[start of DATASET CONTENT]

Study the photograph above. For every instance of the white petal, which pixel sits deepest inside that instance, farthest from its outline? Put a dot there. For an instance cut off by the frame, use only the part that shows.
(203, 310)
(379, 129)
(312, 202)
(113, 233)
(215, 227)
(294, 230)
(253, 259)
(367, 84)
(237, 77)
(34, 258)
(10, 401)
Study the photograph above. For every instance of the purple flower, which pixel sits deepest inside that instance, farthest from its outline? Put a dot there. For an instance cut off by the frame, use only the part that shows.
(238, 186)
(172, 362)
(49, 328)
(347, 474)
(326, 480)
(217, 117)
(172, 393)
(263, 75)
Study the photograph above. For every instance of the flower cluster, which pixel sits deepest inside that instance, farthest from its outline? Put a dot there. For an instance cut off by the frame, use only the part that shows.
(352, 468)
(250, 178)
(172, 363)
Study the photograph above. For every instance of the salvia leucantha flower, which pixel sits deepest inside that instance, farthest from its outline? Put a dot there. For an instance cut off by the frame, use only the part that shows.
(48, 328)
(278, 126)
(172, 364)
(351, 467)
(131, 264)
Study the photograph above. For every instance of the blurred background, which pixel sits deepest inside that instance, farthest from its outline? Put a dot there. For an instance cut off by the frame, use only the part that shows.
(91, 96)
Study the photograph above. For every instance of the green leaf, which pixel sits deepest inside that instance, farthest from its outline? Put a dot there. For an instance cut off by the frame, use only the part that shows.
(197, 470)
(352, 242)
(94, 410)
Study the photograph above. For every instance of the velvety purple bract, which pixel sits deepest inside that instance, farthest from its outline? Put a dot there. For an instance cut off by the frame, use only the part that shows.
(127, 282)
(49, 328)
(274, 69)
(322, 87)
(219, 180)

[end of DATASET CONTENT]

AIM OF THE TASK » Render these lines as a numbered list, leaving out any blank lines.

EXERCISE SOLUTION »
1. Study the photograph above. For every instance of the white petal, which pixel sits deepest inside that instance, farthest from its outline? Put a dot there. For an instance cut off by the frame, use only the part that shows.
2. (203, 310)
3. (379, 129)
4. (312, 202)
5. (113, 233)
6. (215, 227)
7. (294, 230)
8. (253, 259)
9. (367, 84)
10. (237, 77)
11. (34, 258)
12. (10, 401)
13. Study the photograph above. For every instance of the purple flower, which pixel sits deepest inside that instance, farthest from its outline? Put a dot there. For an instance cut off by the frame, use only the part that shows.
14. (238, 186)
15. (172, 362)
16. (49, 328)
17. (347, 474)
18. (326, 480)
19. (217, 117)
20. (172, 393)
21. (263, 75)
22. Study the photograph above. For every instance of the flower cluster, which pixel sits deepest inside that instance, farthest from its outline? Put a dot there. For an instance cut off by the frame, use only the part that shows.
23. (352, 468)
24. (250, 178)
25. (172, 363)
26. Study the photograph above. For every instance of the salvia leucantha flower, which pixel sits deepest inside that instance, farthest from its outline? Put a dot there. For an instance cut off by the frame, use only the part that shows.
27. (48, 328)
28. (278, 126)
29. (172, 364)
30. (351, 467)
31. (131, 264)
32. Study the photograph above. For every instance of the blurred background, which pixel sits deepest inside that instance, farthest from its outline? Put a dot there. For an instance cut off by the frame, use only the part that shows.
33. (91, 96)
34. Study the photograph above. For every instance of the green leaf, which pixel sits deepest inside that instance, farthest from its outline? Put a dot there. For an instance cut off by the frame, use only the part that shows.
35. (197, 470)
36. (352, 242)
37. (94, 410)
38. Study the photograph above. For every instance of the velvety purple bract, which pixel sits deepest inside that instance, farthest from its outline? Put a dot there. For an instance cut off by the frame, use only the part that shows.
39. (127, 282)
40. (49, 328)
41. (274, 69)
42. (322, 87)
43. (219, 180)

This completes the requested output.